Report every line in the items below that contains the word "child".

BEGIN

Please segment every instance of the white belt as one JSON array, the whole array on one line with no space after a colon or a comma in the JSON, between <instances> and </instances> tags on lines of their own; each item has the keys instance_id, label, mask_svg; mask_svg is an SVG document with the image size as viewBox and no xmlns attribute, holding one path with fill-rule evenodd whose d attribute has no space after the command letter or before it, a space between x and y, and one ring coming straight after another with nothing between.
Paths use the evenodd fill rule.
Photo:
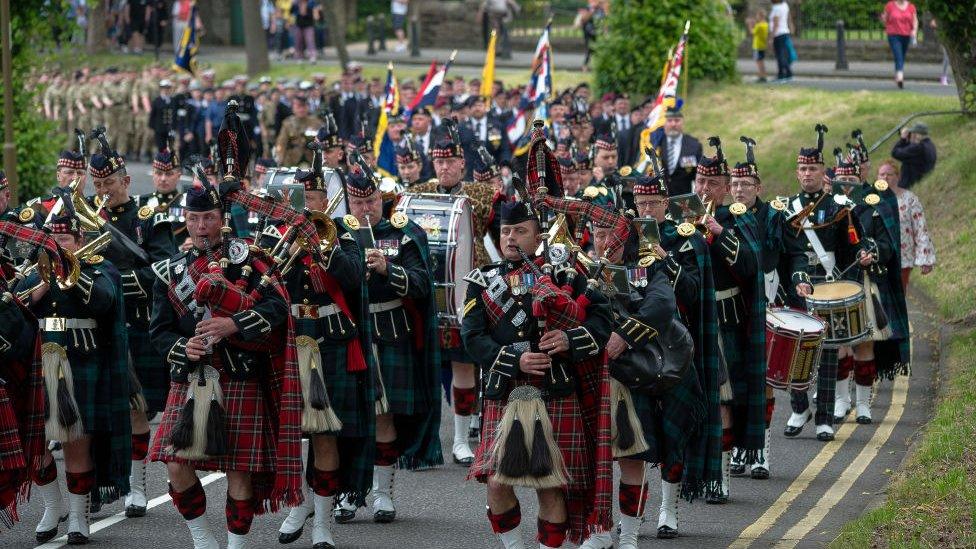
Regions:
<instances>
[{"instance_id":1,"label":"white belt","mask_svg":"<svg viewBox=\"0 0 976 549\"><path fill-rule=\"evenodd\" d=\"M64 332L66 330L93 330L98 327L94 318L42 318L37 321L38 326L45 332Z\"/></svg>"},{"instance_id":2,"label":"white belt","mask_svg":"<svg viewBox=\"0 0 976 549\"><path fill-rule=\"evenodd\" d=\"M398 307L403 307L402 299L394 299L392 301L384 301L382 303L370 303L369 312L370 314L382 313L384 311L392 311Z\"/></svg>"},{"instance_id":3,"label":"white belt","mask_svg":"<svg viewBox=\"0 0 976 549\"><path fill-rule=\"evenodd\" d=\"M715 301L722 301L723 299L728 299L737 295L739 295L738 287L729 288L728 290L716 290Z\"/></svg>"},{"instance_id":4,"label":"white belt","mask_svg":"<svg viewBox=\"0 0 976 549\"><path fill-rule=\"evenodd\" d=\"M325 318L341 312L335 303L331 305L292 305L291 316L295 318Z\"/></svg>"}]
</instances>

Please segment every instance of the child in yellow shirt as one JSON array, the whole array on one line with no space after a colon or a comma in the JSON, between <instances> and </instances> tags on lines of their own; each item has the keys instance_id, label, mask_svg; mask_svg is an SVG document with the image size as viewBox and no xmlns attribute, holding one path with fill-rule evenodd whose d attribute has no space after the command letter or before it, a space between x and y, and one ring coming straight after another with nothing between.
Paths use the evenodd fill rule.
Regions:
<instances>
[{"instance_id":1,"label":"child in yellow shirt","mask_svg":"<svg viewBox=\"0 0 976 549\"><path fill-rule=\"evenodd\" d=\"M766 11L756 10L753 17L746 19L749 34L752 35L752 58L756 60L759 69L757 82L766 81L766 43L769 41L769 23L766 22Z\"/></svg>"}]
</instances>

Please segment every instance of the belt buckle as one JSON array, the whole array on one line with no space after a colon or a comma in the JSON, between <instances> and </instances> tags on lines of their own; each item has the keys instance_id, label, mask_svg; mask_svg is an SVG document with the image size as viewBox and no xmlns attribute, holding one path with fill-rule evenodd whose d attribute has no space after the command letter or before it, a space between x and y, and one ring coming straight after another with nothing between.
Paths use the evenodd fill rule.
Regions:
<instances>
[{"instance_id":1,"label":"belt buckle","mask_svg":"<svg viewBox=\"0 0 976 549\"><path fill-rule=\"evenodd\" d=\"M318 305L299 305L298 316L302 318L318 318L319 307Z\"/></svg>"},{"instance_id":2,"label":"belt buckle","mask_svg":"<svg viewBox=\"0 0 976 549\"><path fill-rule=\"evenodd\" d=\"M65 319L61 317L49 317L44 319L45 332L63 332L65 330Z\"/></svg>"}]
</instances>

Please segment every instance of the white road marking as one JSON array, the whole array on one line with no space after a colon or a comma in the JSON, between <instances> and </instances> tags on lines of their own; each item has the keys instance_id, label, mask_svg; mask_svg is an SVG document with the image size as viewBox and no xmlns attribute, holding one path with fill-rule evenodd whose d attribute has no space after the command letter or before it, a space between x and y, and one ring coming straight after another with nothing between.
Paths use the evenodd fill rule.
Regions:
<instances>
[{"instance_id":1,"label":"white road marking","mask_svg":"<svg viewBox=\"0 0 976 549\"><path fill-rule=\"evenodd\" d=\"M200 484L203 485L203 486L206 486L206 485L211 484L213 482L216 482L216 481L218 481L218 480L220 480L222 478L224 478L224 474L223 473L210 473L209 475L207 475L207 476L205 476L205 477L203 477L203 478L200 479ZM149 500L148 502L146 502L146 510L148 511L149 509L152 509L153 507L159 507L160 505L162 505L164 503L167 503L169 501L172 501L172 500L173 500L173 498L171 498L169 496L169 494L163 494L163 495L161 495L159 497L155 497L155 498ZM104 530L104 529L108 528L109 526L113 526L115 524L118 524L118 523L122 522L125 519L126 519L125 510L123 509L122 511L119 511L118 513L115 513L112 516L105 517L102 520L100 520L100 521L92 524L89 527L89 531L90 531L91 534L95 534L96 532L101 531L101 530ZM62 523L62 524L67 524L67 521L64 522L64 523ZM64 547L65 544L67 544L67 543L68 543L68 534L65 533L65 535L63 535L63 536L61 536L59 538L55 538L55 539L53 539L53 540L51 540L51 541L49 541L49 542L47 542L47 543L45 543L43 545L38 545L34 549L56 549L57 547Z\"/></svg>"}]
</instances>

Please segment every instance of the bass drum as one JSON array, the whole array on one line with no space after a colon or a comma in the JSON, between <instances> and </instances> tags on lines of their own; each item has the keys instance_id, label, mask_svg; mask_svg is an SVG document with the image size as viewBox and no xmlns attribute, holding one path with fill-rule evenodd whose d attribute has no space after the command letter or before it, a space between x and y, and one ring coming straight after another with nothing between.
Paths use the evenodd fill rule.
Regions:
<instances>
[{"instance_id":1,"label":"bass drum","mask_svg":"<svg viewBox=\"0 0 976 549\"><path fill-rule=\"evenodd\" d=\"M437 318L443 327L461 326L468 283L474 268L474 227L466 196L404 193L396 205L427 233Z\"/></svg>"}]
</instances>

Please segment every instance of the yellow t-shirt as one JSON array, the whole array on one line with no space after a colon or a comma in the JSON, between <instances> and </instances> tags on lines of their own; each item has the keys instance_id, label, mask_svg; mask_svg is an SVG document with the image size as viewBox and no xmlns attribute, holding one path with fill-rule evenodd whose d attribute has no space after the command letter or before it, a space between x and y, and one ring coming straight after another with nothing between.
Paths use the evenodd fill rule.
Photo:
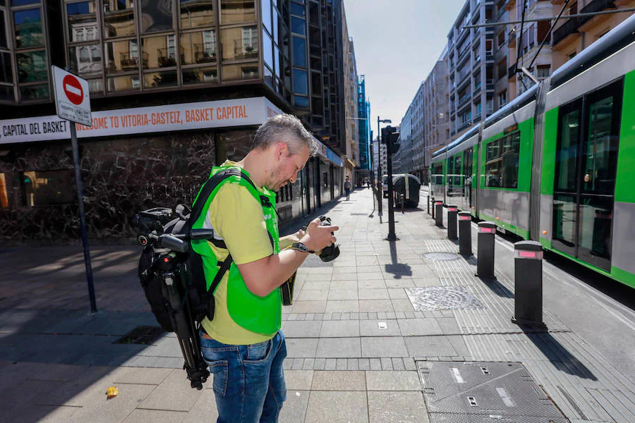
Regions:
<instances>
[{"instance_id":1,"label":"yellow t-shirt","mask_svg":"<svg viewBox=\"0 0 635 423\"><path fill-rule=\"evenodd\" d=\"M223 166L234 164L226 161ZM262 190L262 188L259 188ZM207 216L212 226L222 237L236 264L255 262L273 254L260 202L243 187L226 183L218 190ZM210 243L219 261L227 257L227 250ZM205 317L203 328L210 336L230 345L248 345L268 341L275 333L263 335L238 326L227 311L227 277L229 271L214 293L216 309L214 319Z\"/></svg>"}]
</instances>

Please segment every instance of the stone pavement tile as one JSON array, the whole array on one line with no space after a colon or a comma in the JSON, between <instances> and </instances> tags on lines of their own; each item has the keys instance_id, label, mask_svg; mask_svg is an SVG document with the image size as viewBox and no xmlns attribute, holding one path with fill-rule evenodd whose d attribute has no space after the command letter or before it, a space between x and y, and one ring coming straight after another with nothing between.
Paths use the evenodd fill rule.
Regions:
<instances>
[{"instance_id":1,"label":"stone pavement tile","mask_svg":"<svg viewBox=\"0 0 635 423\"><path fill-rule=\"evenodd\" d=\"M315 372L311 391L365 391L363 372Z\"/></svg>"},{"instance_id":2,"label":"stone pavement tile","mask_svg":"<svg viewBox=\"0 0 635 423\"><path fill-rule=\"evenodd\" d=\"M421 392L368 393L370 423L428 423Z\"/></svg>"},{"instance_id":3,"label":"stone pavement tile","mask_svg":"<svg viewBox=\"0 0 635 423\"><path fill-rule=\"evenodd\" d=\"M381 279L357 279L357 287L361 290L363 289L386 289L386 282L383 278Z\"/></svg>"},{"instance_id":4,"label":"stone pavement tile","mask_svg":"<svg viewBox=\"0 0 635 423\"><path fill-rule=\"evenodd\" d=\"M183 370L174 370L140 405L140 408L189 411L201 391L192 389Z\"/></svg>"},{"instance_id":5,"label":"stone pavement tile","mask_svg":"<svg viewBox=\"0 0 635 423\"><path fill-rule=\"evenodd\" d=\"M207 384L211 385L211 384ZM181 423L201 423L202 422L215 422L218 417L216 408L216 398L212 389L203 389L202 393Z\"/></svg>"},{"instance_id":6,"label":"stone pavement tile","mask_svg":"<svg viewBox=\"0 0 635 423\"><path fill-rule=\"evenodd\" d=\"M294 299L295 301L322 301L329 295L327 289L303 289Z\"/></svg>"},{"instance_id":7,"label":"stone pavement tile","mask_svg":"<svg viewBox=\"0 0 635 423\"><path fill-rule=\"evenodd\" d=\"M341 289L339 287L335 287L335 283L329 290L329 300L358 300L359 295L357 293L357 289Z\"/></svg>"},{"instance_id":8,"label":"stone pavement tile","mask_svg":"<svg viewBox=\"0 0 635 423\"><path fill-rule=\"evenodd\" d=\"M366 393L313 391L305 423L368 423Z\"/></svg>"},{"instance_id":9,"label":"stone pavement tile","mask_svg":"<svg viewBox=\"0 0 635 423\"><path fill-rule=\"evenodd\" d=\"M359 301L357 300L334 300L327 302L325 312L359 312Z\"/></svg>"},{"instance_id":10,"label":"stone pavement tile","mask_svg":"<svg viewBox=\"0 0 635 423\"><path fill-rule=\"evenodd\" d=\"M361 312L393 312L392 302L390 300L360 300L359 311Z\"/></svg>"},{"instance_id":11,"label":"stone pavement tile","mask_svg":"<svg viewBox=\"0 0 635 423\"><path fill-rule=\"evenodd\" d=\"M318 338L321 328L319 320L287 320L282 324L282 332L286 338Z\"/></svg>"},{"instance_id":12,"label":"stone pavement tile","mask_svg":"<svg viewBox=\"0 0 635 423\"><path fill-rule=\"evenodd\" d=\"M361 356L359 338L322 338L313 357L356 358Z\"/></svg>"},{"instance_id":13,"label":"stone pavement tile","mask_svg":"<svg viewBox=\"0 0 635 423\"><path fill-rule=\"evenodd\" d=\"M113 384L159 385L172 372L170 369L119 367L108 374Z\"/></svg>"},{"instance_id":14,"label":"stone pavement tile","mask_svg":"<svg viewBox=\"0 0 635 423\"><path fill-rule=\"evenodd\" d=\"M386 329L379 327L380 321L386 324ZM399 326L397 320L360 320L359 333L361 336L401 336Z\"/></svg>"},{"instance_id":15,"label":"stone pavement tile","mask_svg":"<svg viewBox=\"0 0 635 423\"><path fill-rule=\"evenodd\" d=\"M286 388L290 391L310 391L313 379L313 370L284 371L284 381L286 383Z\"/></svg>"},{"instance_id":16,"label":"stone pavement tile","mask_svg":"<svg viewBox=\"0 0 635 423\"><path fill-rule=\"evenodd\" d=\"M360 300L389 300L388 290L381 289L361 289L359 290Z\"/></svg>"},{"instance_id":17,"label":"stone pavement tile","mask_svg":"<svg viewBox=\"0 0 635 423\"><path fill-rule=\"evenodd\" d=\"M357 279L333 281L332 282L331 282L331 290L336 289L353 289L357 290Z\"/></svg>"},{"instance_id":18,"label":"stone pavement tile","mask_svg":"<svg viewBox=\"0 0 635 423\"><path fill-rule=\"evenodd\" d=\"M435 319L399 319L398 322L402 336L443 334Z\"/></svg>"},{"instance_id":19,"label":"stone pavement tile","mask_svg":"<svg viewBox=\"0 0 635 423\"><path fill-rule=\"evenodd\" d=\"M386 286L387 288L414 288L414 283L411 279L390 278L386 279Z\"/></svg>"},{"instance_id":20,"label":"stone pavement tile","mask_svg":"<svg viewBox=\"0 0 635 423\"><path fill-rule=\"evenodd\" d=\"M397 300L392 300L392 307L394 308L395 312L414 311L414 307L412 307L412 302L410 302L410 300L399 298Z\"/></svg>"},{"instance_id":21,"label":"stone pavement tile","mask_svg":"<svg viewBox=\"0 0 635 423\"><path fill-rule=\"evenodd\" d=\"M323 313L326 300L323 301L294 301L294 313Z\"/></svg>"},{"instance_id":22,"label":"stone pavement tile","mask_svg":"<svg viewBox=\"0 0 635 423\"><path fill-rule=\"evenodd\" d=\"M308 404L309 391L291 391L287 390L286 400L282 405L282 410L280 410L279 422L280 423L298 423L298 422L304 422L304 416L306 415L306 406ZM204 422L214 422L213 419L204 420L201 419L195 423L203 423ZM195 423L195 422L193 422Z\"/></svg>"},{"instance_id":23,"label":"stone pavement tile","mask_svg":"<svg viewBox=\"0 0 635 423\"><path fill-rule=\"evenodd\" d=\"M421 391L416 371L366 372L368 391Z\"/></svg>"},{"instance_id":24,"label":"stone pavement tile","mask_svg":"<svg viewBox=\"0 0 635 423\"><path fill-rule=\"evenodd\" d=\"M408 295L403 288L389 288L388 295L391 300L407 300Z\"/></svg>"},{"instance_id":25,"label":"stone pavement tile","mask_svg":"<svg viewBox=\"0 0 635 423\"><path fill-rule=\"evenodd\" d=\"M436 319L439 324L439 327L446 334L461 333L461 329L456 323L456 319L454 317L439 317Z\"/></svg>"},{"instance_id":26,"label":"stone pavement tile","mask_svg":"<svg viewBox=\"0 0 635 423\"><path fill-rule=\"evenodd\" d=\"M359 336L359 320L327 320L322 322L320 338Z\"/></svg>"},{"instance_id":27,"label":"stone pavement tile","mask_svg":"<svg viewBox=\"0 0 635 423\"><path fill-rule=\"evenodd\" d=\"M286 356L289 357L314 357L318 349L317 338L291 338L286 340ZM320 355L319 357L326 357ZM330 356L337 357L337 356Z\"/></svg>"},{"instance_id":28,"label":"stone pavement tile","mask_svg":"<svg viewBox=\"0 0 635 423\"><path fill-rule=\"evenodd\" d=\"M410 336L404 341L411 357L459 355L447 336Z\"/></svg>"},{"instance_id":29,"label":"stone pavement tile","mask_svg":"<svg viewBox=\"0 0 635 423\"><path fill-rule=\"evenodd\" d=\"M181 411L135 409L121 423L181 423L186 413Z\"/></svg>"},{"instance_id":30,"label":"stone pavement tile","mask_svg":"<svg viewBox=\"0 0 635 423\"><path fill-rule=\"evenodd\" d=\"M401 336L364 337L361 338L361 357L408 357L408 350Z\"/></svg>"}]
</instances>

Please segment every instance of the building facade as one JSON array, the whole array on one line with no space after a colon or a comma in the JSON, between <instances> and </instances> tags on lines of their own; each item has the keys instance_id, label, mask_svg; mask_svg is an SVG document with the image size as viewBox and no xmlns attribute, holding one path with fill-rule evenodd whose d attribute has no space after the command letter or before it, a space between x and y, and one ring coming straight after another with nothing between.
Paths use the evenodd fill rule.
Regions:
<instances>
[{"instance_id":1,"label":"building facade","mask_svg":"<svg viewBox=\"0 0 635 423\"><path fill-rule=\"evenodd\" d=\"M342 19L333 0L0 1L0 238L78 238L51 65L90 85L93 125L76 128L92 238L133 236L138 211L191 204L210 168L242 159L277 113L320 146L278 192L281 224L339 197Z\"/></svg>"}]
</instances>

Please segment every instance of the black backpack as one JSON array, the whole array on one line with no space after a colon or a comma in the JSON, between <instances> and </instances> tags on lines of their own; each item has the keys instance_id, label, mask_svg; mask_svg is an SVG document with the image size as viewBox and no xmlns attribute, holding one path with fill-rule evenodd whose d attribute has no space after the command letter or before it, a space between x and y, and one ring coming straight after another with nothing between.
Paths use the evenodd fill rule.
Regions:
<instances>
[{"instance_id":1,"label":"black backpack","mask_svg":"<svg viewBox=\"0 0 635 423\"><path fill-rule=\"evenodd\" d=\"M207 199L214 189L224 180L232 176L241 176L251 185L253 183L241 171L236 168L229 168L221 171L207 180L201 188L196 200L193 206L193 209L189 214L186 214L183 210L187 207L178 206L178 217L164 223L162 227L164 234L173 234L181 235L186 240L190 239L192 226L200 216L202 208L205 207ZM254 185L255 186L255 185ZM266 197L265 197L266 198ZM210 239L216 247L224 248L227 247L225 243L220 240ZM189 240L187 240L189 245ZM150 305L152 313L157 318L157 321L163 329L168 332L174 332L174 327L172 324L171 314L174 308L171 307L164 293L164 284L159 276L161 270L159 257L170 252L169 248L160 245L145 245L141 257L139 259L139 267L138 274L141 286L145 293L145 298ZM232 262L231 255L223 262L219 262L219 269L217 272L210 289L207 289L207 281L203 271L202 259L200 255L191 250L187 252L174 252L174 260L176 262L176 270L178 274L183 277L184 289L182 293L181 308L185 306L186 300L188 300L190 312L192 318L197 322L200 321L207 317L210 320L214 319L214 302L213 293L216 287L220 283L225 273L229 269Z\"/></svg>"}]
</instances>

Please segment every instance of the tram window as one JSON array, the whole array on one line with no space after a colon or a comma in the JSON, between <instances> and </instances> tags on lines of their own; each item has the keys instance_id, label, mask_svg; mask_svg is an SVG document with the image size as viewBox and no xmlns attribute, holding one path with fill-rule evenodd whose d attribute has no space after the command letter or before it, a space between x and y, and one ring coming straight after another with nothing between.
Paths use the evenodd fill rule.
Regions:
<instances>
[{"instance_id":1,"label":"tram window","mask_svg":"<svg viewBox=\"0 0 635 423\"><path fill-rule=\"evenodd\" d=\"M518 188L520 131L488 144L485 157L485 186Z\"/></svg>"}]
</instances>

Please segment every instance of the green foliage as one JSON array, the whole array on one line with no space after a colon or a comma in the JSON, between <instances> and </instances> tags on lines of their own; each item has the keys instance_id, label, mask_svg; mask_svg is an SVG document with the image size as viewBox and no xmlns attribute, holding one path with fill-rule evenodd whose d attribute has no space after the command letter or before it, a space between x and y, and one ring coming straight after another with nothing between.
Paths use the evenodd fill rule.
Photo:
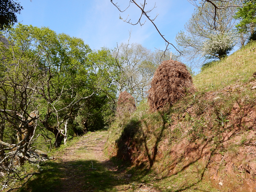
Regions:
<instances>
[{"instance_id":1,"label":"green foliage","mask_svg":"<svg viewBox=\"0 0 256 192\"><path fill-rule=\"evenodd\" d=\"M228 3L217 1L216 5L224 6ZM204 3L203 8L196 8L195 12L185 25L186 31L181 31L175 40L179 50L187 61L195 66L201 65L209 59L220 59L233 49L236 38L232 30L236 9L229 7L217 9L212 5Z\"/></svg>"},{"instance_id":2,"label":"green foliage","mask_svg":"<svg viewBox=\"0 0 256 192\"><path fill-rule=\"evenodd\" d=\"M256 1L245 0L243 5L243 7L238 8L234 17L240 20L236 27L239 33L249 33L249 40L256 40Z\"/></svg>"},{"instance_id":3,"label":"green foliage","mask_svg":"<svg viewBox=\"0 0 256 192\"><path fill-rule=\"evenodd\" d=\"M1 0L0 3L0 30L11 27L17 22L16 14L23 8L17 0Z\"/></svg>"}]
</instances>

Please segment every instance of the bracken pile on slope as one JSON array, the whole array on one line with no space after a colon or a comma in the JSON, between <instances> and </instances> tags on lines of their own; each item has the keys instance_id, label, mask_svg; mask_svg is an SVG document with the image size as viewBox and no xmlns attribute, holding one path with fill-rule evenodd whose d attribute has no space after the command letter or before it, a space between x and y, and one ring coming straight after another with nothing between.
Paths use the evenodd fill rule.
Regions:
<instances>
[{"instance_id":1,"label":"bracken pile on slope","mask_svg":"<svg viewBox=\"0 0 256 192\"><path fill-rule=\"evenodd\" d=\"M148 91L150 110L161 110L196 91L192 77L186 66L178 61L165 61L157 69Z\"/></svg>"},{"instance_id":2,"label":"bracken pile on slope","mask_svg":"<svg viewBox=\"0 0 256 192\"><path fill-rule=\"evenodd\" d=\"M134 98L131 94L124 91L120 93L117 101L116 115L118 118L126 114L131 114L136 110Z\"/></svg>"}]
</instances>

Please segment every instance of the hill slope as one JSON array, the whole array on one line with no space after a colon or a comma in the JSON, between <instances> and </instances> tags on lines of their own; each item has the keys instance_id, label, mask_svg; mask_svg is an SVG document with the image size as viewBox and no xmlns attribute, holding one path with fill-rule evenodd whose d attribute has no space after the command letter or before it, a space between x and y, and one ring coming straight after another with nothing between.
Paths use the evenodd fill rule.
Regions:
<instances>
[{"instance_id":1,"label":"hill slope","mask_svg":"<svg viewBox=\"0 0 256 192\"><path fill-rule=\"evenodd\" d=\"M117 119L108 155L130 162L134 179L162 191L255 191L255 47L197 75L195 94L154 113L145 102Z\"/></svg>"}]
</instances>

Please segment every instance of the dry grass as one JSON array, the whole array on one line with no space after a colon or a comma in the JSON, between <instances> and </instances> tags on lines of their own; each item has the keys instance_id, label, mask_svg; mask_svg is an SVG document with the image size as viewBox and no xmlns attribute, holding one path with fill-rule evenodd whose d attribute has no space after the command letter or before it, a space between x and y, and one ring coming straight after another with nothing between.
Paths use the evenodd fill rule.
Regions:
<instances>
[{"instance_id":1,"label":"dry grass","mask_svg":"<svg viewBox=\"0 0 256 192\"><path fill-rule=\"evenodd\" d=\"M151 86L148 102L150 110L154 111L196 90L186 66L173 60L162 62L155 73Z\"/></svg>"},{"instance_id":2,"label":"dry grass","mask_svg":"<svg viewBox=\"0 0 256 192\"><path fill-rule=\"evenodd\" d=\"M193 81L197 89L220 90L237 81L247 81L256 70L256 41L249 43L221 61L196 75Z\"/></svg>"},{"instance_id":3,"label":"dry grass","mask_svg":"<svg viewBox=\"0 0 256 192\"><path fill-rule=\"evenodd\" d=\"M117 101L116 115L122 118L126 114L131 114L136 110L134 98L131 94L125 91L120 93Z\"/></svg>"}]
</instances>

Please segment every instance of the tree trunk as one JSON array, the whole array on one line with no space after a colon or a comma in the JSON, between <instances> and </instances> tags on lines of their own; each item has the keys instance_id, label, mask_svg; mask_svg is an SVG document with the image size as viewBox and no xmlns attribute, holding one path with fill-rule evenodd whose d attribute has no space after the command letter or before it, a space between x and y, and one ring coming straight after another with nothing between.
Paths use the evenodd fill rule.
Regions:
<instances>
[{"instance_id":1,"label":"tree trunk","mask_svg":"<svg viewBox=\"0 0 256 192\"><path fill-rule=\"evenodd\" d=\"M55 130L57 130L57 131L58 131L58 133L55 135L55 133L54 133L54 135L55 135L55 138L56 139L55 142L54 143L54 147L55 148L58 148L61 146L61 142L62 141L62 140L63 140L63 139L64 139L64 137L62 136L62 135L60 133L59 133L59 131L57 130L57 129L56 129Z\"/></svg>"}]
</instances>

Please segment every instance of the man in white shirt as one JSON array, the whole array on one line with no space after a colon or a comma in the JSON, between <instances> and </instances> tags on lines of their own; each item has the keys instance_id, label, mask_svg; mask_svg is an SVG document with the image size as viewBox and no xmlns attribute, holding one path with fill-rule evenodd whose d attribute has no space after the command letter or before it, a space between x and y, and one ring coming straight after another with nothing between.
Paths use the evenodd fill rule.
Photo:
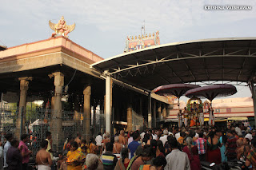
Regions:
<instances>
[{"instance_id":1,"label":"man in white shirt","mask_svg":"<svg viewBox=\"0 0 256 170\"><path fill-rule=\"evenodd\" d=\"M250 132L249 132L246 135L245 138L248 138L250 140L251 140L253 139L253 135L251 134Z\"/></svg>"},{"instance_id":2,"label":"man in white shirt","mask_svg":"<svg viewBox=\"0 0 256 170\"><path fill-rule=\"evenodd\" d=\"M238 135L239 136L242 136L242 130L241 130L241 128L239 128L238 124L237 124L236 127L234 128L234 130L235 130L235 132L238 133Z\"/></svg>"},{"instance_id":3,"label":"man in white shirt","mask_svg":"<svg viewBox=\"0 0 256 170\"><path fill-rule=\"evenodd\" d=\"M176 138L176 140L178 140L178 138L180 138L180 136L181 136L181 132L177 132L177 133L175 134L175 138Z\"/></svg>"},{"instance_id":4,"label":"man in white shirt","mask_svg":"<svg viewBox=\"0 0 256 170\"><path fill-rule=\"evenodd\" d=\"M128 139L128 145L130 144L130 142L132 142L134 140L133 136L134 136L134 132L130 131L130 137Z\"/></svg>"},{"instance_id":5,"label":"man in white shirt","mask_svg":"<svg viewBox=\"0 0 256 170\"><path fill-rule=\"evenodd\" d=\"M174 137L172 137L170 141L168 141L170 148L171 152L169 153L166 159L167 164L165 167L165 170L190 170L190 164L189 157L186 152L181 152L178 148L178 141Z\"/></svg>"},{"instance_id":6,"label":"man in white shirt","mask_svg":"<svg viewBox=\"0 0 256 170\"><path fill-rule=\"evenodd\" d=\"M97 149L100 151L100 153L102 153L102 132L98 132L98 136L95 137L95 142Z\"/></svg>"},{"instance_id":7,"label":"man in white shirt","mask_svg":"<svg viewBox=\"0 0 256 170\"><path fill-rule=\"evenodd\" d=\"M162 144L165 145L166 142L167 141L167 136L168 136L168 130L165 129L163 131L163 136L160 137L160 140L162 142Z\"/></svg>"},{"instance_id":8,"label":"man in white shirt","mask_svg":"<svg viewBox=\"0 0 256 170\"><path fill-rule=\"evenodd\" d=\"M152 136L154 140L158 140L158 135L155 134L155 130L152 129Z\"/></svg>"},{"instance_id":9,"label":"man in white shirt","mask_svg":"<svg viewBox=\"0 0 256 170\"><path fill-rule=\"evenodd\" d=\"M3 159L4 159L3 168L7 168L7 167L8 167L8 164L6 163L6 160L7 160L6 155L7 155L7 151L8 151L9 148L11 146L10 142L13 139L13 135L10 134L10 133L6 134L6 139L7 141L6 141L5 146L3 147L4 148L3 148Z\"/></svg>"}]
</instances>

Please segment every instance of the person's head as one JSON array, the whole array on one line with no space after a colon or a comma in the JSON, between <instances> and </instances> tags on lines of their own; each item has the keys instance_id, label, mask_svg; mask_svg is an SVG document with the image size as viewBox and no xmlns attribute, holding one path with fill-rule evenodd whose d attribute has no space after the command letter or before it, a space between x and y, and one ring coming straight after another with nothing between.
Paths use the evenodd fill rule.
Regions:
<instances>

END

## The completed task
Please segment every instance of the child in yellow shirt as one JSON array, the whole array on one line with no space after a colon or a comma in the JSON, between <instances> and </instances> tags on lines of their own; each item has the keys instance_id, label, mask_svg; mask_svg is an SVG document with the image size as viewBox and no xmlns attribute, holding one path with fill-rule evenodd whose d attribute has no space after the command letter or before it, a space between x and y, and one ring coming straight after another with nothing between.
[{"instance_id":1,"label":"child in yellow shirt","mask_svg":"<svg viewBox=\"0 0 976 549\"><path fill-rule=\"evenodd\" d=\"M766 11L756 10L753 17L746 19L749 34L752 35L752 58L756 60L759 69L757 82L766 81L766 43L769 41L769 23L766 22Z\"/></svg>"}]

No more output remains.